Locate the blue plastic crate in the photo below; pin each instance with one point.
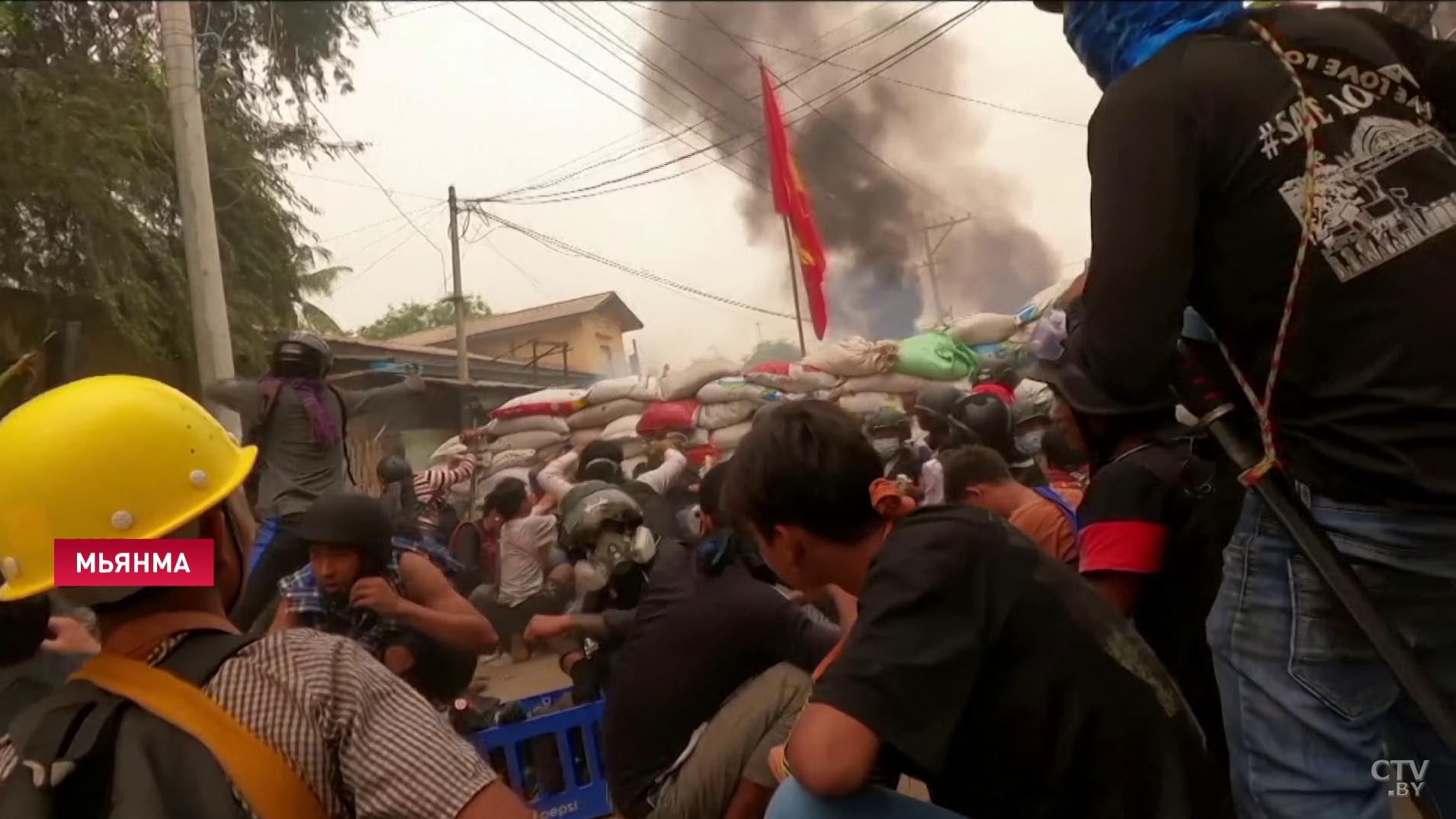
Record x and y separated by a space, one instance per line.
553 761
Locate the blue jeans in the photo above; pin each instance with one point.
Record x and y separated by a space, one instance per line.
792 802
1308 705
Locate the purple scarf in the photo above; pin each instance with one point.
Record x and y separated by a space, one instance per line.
312 393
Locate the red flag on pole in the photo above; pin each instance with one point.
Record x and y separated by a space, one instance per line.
792 200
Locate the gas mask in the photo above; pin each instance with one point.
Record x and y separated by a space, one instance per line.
886 449
590 576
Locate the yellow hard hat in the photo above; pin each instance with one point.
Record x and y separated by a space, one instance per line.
108 457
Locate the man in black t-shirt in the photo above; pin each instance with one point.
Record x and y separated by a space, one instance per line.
977 665
712 675
1153 524
1272 143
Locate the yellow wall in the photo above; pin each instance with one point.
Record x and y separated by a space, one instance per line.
587 336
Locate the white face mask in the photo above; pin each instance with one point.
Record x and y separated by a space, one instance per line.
590 577
644 547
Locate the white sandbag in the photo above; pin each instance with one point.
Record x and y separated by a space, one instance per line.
983 328
512 459
1044 300
871 403
532 441
718 416
632 446
526 425
625 387
855 356
686 382
736 388
552 452
728 438
630 464
624 427
648 390
582 438
449 451
601 414
556 401
894 384
791 377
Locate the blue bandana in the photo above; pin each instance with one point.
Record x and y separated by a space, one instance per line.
1114 37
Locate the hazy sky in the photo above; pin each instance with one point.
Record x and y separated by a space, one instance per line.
441 99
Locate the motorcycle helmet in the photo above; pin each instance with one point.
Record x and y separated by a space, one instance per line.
302 355
937 410
350 519
989 420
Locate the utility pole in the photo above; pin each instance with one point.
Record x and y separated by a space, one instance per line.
204 267
462 356
929 262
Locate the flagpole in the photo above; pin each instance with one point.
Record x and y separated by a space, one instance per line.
794 283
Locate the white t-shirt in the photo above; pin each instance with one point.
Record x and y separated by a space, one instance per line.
524 545
932 478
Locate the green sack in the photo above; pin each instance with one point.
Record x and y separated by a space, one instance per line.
935 356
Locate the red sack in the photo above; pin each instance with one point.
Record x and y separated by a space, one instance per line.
701 455
669 417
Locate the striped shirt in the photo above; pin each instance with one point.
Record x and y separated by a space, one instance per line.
363 739
433 493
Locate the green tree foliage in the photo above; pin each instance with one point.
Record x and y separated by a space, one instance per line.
776 350
414 316
88 178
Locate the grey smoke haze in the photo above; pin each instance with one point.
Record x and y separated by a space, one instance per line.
868 213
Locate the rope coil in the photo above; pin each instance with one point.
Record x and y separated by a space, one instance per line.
1310 188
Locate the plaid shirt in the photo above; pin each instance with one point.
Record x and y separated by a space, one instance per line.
370 630
363 739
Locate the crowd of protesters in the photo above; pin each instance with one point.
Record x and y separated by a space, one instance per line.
1043 596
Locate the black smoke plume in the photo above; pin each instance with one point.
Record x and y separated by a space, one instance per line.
871 204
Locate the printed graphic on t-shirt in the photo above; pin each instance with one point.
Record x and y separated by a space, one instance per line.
1390 188
1369 204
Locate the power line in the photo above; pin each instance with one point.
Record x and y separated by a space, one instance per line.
830 120
643 59
389 252
382 188
896 81
361 185
838 91
651 145
374 225
625 88
566 248
414 9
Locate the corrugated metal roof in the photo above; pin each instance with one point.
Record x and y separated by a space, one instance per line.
528 316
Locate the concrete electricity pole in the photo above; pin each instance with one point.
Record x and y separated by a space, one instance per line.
929 262
204 268
462 356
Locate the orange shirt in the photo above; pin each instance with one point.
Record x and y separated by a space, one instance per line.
1049 528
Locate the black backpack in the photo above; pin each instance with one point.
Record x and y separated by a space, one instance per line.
126 763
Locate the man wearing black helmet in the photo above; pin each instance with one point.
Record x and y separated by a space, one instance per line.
1291 165
1150 532
299 423
385 595
889 433
953 419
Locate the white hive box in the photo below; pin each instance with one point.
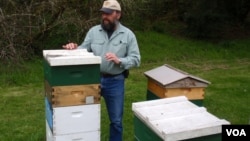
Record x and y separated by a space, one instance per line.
174 119
73 119
82 136
70 57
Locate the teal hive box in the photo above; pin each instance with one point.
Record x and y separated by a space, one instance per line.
71 67
172 119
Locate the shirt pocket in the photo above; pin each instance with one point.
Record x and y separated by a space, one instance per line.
97 46
120 48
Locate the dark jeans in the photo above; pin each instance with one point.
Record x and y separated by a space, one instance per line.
112 90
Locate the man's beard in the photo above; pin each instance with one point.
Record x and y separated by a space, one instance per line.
108 27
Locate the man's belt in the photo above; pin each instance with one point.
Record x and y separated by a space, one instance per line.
109 75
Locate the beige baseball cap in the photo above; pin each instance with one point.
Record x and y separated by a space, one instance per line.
110 5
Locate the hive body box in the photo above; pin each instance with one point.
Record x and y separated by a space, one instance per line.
71 67
73 119
176 118
82 136
166 81
72 95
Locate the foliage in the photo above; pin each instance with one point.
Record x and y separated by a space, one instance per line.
27 27
225 64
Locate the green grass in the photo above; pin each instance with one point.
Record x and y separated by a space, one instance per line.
226 65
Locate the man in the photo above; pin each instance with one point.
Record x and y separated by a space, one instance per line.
118 48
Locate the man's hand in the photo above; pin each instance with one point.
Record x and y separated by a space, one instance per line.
70 46
112 57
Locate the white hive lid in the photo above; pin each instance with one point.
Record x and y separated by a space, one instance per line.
62 57
177 118
167 74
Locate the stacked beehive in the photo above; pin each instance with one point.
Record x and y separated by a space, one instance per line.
72 95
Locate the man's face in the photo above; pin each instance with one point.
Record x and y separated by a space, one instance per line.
109 20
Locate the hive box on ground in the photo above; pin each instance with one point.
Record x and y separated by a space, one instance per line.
176 118
61 96
71 67
79 136
166 81
73 119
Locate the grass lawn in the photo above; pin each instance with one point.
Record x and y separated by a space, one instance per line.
226 65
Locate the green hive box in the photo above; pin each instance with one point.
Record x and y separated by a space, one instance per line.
71 67
172 119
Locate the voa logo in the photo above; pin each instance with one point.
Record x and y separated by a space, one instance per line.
236 132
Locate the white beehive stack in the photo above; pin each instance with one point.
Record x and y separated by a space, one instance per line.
72 95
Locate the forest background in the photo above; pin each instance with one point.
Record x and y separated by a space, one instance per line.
30 26
207 38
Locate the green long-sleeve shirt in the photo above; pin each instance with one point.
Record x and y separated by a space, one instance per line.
122 42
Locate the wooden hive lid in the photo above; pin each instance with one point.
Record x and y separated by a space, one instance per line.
62 57
177 118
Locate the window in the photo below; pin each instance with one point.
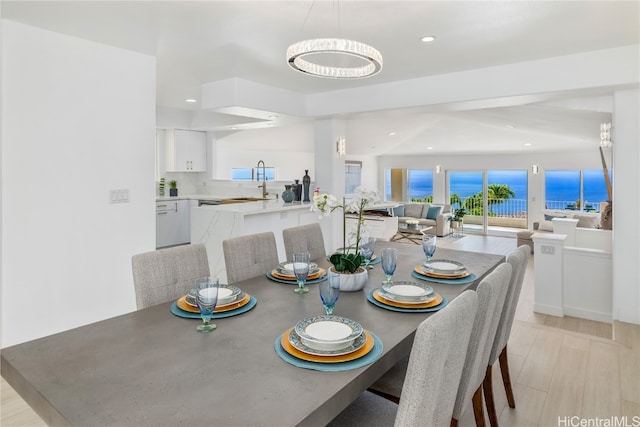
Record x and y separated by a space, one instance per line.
252 174
575 189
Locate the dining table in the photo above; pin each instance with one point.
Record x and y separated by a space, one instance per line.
152 368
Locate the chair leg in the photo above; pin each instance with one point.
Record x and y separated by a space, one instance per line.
487 385
394 399
506 379
477 407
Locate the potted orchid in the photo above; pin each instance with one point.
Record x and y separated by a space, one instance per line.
348 259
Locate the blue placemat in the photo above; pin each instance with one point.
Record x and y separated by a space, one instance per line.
463 281
365 360
189 315
293 282
374 301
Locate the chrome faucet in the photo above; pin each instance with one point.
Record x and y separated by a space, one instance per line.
264 179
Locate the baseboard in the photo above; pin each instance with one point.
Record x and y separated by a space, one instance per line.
597 316
552 310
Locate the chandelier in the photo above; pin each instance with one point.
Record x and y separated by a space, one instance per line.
299 58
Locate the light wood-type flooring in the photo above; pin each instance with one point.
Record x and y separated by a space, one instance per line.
560 367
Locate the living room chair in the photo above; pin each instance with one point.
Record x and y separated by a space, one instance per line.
430 388
304 238
492 291
249 256
518 259
167 274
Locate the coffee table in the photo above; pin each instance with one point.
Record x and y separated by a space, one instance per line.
412 234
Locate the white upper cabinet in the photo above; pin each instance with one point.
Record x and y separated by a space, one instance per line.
186 150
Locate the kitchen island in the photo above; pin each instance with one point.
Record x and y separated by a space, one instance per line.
213 224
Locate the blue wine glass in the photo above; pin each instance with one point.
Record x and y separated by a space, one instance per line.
389 261
329 292
367 245
301 270
206 290
429 245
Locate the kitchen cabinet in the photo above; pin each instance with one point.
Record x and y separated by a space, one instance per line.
173 223
186 150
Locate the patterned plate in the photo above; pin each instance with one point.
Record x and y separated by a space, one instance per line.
301 355
296 341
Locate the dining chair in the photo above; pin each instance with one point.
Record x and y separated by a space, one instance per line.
492 291
304 238
167 274
518 259
429 392
249 256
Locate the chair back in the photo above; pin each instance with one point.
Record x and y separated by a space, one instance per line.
436 362
304 238
519 260
491 295
249 256
167 274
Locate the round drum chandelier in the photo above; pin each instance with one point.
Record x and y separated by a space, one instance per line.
299 58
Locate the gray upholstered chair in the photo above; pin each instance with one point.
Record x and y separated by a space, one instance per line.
430 388
167 274
304 238
249 256
492 291
518 259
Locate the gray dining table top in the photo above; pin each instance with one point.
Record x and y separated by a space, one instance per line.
150 367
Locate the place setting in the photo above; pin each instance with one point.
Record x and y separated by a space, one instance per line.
300 271
403 296
209 299
328 342
442 271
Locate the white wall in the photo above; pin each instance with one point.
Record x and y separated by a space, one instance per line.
79 121
626 205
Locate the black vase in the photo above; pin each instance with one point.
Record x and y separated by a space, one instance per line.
297 188
306 181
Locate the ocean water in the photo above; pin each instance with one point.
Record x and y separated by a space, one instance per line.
560 186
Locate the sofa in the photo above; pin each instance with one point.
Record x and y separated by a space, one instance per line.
427 214
589 221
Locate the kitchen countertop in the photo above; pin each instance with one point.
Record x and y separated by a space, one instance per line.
254 208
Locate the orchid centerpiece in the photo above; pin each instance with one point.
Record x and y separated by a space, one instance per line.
348 259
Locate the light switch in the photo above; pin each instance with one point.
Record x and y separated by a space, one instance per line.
119 196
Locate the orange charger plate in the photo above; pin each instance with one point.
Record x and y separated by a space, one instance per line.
182 305
429 304
286 345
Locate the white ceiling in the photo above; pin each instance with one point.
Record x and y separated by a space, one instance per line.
206 41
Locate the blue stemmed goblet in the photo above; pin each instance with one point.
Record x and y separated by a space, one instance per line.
301 270
429 245
389 261
329 292
206 290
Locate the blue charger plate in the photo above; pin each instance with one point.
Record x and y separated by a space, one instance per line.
374 301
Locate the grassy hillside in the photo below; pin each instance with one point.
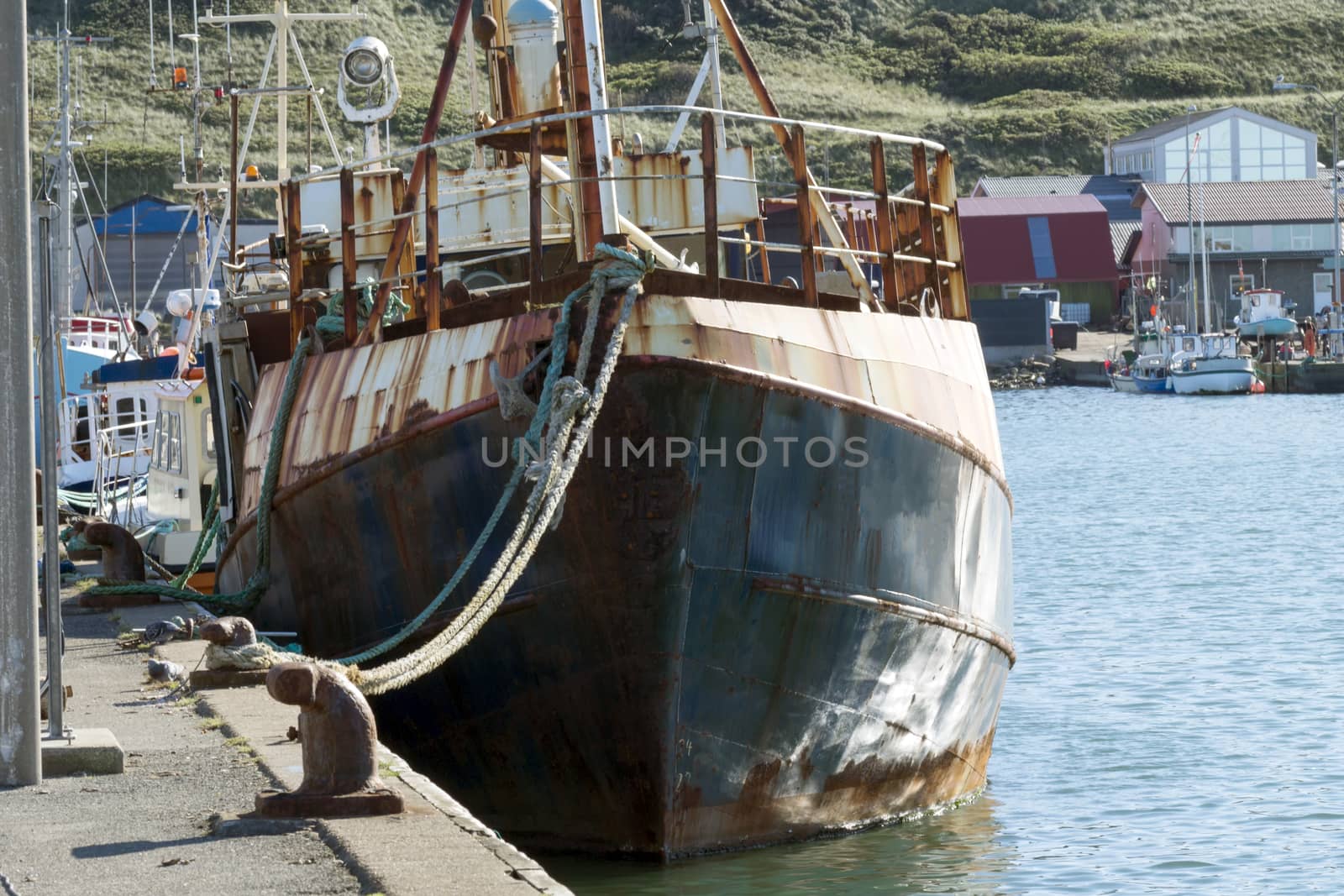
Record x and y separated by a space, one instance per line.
1032 89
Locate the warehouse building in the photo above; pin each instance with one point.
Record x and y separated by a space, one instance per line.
1058 242
1274 234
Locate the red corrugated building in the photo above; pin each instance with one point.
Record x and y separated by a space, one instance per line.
1062 242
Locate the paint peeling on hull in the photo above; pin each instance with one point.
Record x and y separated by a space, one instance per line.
651 685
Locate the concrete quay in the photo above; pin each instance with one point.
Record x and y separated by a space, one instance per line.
1085 365
179 819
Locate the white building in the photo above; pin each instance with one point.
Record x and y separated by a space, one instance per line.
1233 144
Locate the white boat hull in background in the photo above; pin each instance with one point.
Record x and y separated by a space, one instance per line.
1214 376
1122 383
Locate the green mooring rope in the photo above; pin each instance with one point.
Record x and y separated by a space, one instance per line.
208 530
260 579
333 324
618 265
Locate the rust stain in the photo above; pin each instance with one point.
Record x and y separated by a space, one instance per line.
756 789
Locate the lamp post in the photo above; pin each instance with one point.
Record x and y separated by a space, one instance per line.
1280 83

======

Problem description: Output exactly the lines from the one containing "Locate the grassy" through the last line of the records above, both included, and leave out the pictures.

Exercise result:
Locate the grassy hillside in the photo below; pin each instance with one point.
Record x and y separated by a space, one instance per line.
1032 89
Locate the warehouse building in the photo above; pin each instance with one point.
Record x and y separated by a space, one instance per line.
1058 242
1274 234
Locate the red corrugated building in the photo above; pin each instance with one point.
Record x and y separated by a space, one instance per line.
1062 242
Locate the paint peeling on hull in the photo above; pin each instance with one point.
Record x and y separated by a space, one instance per line.
651 685
Locate the concrete quay in the photo above; pin each instance with one point.
Record x and y separated by a space, one instance per line.
1085 365
179 819
Locate the white building in the photo above; pin each instance with one point.
Record x and y separated by a space, one instance per line.
1233 144
Locate the white boat hull in background in the photo above; pin each instance with one point.
Record x and y separated by a space, one instance per line.
1214 376
1122 383
Locate the green mooring rope in the photo above; pin each instance with one point.
Record x and y separated by a space, one instance per line.
208 530
260 579
333 324
618 265
Locate the rust stain in the photo above; pin each instance with one point.
Record x and y separated by a space, one instance per line.
756 789
Locate the lamp post in the photo above; pin each instance with one point.
Record x and y separated by a space, one instance per line.
1280 83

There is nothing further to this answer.